**Try it**
An acceptable response holds only the line containing "One point lands on each instance of the swimmer's chin;" and every line after it to the end of the records, each reproduced exactly.

Dataset entries:
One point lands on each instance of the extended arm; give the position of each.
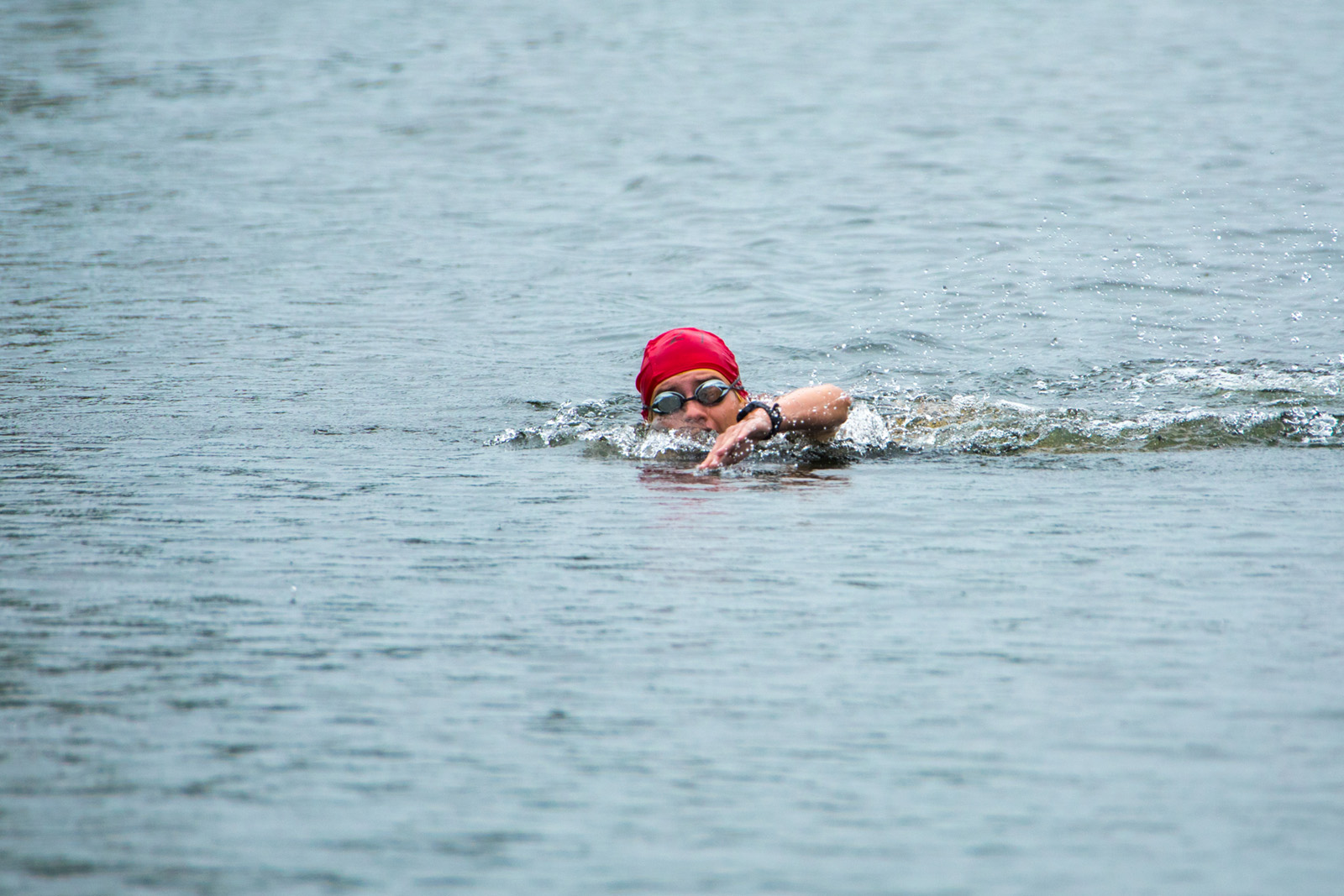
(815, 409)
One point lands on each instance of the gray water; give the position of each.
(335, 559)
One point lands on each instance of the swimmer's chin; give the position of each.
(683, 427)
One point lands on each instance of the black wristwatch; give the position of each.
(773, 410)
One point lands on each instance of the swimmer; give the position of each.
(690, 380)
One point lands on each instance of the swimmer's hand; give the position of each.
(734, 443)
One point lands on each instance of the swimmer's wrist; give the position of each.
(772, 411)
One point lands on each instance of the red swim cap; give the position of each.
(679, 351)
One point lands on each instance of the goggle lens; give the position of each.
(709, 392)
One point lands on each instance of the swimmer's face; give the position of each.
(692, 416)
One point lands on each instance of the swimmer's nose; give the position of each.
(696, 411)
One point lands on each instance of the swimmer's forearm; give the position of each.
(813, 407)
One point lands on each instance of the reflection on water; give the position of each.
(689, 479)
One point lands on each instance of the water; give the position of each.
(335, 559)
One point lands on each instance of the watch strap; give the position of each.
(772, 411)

**Worked solution**
One point lands on each instance of the swimmer's chin; give the position of each.
(683, 427)
One point lands on each instance of the black wristwatch; give the position of each.
(773, 410)
One point lands on each instance of the swimmer; give the position of each.
(690, 380)
One point lands on each instance of the swimmer's hand; give the position of each.
(734, 443)
One point lands on each instance of the swimmer's wrist; give the position of each.
(772, 411)
One point lands on each instance of the red swim cap; give the position of each.
(679, 351)
One point lands on each instance of the goggle lens; give the position of each.
(709, 392)
One point lands on each instance of the swimmer's face; give the position of each.
(692, 416)
One point lands on each instance of the swimmer's nose; give the position of each.
(696, 411)
One point lands on each instance of the swimmer's forearm; give the position of each.
(813, 407)
One point lands on each instance of the reflection on water; give the position of each.
(689, 479)
One point lands on each instance of the water; give the position of each.
(335, 559)
One point lands on each instance of the watch strap; give the position of each.
(772, 411)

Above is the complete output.